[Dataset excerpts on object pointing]
____
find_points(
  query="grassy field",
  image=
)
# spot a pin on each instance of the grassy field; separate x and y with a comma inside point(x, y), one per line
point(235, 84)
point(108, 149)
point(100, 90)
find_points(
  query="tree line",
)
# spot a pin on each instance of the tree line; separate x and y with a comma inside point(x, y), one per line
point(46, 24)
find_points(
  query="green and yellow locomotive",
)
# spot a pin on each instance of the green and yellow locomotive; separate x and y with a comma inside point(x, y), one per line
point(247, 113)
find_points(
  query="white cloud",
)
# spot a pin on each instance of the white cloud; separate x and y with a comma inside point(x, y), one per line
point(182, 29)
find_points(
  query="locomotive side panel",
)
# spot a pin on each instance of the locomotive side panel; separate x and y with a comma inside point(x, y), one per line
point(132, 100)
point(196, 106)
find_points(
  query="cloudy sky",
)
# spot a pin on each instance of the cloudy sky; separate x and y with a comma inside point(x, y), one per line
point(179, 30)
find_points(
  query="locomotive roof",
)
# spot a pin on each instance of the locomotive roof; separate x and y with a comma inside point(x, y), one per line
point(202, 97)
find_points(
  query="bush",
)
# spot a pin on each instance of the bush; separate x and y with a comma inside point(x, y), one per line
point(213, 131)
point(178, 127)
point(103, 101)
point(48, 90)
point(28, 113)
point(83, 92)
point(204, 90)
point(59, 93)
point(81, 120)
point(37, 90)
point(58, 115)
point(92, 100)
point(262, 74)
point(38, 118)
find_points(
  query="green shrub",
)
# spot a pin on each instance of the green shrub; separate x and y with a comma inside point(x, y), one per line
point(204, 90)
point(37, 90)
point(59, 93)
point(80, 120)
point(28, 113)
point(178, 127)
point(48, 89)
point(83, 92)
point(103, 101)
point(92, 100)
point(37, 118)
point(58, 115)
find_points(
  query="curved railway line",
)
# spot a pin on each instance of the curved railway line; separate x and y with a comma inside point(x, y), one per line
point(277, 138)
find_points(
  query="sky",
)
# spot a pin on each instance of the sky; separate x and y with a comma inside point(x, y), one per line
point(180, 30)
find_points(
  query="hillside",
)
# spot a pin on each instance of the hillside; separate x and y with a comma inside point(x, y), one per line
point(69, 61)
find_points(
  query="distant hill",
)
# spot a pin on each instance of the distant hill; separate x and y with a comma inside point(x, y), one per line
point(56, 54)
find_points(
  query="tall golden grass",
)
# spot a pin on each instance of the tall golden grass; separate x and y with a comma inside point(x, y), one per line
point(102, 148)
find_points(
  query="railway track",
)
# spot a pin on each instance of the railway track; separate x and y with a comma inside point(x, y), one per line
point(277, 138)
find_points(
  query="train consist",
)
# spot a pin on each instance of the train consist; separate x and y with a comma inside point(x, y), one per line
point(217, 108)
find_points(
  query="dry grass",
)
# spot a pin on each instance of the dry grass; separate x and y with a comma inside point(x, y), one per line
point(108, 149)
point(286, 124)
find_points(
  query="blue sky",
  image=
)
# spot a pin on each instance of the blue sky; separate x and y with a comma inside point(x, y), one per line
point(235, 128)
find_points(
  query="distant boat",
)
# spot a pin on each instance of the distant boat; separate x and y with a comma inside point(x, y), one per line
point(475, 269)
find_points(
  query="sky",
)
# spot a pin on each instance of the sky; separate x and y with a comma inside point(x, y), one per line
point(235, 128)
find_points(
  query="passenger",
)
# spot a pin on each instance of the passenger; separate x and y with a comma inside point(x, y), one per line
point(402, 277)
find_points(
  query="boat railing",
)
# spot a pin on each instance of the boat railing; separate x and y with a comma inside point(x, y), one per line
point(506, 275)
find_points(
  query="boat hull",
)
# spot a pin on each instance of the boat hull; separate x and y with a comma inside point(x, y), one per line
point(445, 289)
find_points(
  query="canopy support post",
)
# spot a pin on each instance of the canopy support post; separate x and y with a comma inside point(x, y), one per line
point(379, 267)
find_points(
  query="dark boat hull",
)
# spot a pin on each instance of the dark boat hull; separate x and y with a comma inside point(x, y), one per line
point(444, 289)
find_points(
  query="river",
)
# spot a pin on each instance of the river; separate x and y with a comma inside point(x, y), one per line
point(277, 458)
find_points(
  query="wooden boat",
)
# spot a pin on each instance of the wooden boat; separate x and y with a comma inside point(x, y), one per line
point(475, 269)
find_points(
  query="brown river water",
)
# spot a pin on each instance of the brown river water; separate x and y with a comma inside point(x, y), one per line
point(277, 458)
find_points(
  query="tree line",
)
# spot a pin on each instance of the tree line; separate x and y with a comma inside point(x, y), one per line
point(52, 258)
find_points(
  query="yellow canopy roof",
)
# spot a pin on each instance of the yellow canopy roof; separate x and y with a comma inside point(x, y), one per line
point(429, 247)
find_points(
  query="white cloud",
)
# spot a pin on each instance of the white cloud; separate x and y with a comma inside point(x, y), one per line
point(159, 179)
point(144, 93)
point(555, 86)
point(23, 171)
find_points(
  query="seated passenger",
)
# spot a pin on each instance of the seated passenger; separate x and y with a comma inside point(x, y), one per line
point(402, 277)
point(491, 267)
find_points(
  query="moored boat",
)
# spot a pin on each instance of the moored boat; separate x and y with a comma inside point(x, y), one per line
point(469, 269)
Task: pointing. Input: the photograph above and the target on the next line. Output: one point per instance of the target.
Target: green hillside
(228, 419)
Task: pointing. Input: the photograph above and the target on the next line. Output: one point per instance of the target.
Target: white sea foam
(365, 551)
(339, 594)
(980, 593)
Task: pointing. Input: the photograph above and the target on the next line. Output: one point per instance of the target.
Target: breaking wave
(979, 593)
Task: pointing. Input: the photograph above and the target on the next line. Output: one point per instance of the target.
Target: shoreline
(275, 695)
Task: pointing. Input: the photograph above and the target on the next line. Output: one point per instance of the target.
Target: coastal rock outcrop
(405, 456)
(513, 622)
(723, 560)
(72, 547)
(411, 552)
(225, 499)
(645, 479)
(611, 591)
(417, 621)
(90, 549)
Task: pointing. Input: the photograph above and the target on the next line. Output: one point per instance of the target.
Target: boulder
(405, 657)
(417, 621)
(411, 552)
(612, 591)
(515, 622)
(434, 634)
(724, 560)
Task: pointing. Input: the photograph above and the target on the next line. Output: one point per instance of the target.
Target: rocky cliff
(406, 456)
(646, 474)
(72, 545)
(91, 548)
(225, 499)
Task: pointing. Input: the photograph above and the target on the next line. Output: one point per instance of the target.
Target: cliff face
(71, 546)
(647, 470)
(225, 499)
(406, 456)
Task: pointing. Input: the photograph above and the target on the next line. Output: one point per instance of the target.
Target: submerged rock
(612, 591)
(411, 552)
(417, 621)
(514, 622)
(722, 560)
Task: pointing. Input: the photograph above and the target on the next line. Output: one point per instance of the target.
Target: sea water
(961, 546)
____
Problem description:
Can you copy every one of the items above word for word, without changing anything?

Solution to this task:
find_points(
  query="grassy field",
  image=
)
# spot a pin on each instance of the grassy field; separate x and y with a comma inside point(x, y), one per line
point(235, 84)
point(108, 149)
point(100, 90)
find_points(
  query="tree line",
)
# spot a pin on each instance of the tree line; separate x and y with a comma inside point(x, y), one per line
point(46, 24)
find_points(
  query="green and yellow locomotive",
)
# spot a pin on each instance of the green and yellow locomotive; separate x and y with a comma inside point(x, y), one per line
point(247, 113)
find_points(
  query="white cloud",
)
# spot a pin on each instance of the white cloud; separate x and y with a comma inside point(x, y), one per line
point(182, 29)
find_points(
  query="locomotive side panel",
)
# spot a pin on each instance of the locomotive side panel; separate x and y with a comma inside point(x, y), one per line
point(132, 100)
point(196, 106)
find_points(
  query="cloudy sky",
)
# spot a pin on each instance of the cloudy sky; separate x and y with a comma inside point(x, y), one per line
point(179, 30)
find_points(
  query="locomotive roof",
)
# spot a pin on each instance of the locomotive roof; separate x and y with a comma inside point(x, y), one per line
point(202, 97)
find_points(
  query="bush",
)
# spot a pin on each instance of the bush; separate x and y with a comma inside point(x, y), one per line
point(213, 131)
point(178, 127)
point(103, 101)
point(48, 90)
point(28, 113)
point(83, 92)
point(204, 90)
point(59, 93)
point(81, 120)
point(37, 90)
point(58, 115)
point(92, 100)
point(262, 74)
point(38, 118)
find_points(
  query="green shrub",
)
# spot a pin on each instance of the green shrub; separate x and y with a comma inside point(x, y), one per line
point(204, 90)
point(37, 90)
point(59, 93)
point(80, 120)
point(28, 113)
point(178, 127)
point(48, 89)
point(83, 92)
point(103, 101)
point(92, 100)
point(37, 118)
point(58, 115)
find_points(
  query="curved railway line",
)
# spot a pin on each instance of the curved railway line; separate x and y with a comma inside point(x, y), one per line
point(277, 138)
find_points(
  query="sky",
)
# spot a pin on each instance of the sky; separate x and y with a comma inside point(x, y), one per line
point(180, 30)
find_points(
  query="hillside",
)
# spot a pin on each instance of the hillside; separate x and y with a comma inside point(x, y), one per line
point(69, 61)
find_points(
  query="distant hill",
)
# spot a pin on each instance of the distant hill; separate x and y with a comma inside point(x, y), one per line
point(56, 54)
find_points(
  query="tall golden grass",
)
# spot a pin on each instance of the tall golden grass; separate x and y with a comma inside point(x, y), one per line
point(102, 148)
find_points(
  query="railway track",
)
# spot a pin on each instance of the railway track; separate x and y with a comma inside point(x, y), one per line
point(277, 138)
find_points(
  query="train consist",
)
# spot a pin on each instance of the train consist; separate x and y with a comma inside point(x, y), one per line
point(217, 108)
find_points(
  query="dry grass",
)
# spot a pin on each instance of the dry grass; separate x and y with a comma inside point(x, y), one per line
point(108, 149)
point(286, 124)
find_points(
  query="blue sky",
  image=
)
# spot a pin on each instance of the blue sky; separate x and y with a comma inside point(x, y), one per line
point(235, 128)
find_points(
  query="distant boat",
)
# spot a pin on each instance of the distant boat; separate x and y with a comma inside point(x, y), one per line
point(475, 269)
find_points(
  query="sky",
)
# spot a pin on each instance of the sky; separate x and y with a comma inside point(x, y), one per line
point(235, 128)
find_points(
  query="passenger",
)
# spot a pin on each instance of the passenger; separate x and y with a comma inside point(x, y), one per line
point(402, 277)
find_points(
  query="boat railing",
)
# spot a pin on each instance of the boat railing; separate x and y with a comma inside point(x, y), one per line
point(506, 275)
find_points(
  query="boat hull",
)
# spot a pin on each instance of the boat hull; separate x and y with a comma inside point(x, y), one per line
point(445, 289)
find_points(
  query="canopy support post",
)
# spot a pin on each instance of the canopy support post; separate x and y with a comma inside point(x, y), one per line
point(379, 267)
find_points(
  query="dark boat hull",
)
# spot a pin on each instance of the dark boat hull; separate x and y with a comma inside point(x, y), one per line
point(444, 289)
find_points(
  query="river",
)
# spot a pin on each instance of the river; separate x and y with a comma inside point(x, y), one per line
point(277, 458)
find_points(
  query="wooden boat",
)
# spot a pin on each instance of the wooden boat; separate x and y with a comma inside point(x, y), one per line
point(475, 269)
find_points(
  query="brown river water",
)
# spot a pin on each instance of the brown river water; separate x and y with a comma inside point(x, y), one per line
point(277, 458)
find_points(
  query="tree line",
)
# spot a pin on each instance of the tree line; separate x and y with a comma inside point(x, y), one per line
point(52, 258)
find_points(
  query="yellow canopy roof",
)
# spot a pin on each instance of the yellow canopy roof; separate x and y with a comma inside point(x, y), one per line
point(429, 247)
find_points(
  query="white cloud",
)
# spot a pin on each instance of the white cloud; separate x and y with a comma inside point(x, y), one per line
point(159, 179)
point(144, 93)
point(555, 86)
point(23, 171)
find_points(
  query="seated passenger",
)
# spot a pin on each instance of the seated passenger; separate x and y with a comma inside point(x, y), one per line
point(402, 277)
point(491, 267)
find_points(
  query="moored boat",
)
# spot a pin on each instance of the moored boat; separate x and y with a comma inside point(x, y), one per line
point(469, 269)
Task: pointing. Input: the photograph above and the target on the next line. Output: one point per instance of the target.
Target: green hillside
(228, 419)
Task: pointing. Input: the photograph above and the target on the next line. Output: one point per instance of the target.
Target: white sea foam
(365, 551)
(339, 594)
(980, 593)
Task: pointing. Input: the photograph above and the target on the next line. Output: one point per instance of the target.
Target: breaking wave
(979, 593)
Task: pointing. Input: the photograph above and the target on the next line. Output: one point per instance of the target.
Target: shoreline
(275, 695)
Task: pointing. Input: the photograph above and the target on the next line. Output: one point per instance of the target.
Target: coastal rock outcrop
(405, 456)
(513, 622)
(723, 560)
(72, 547)
(411, 552)
(225, 499)
(645, 479)
(611, 591)
(417, 621)
(90, 549)
Task: pointing. Input: the photograph above and the target on the next line. Output: one point per instance of the target.
Target: boulder
(405, 657)
(417, 621)
(411, 552)
(612, 591)
(515, 622)
(434, 634)
(724, 560)
Task: pointing. Input: the photograph above and the target on the next line. Output: one point per instance of the target.
Target: rocky cliff
(406, 456)
(646, 474)
(72, 545)
(91, 548)
(225, 499)
Task: pointing. Input: the photograph above and the target on the next line. Output: one point per instance of the target.
Target: cliff face
(71, 546)
(647, 470)
(225, 499)
(406, 456)
Task: pointing. Input: the photograph above and the target on the next line. Output: one point per instance of the target.
Target: submerged rock
(612, 591)
(411, 552)
(417, 621)
(514, 622)
(722, 560)
Task: pointing. Input: the photograph above and the target on the next line. Output: one point per instance of the target.
Target: sea water
(961, 546)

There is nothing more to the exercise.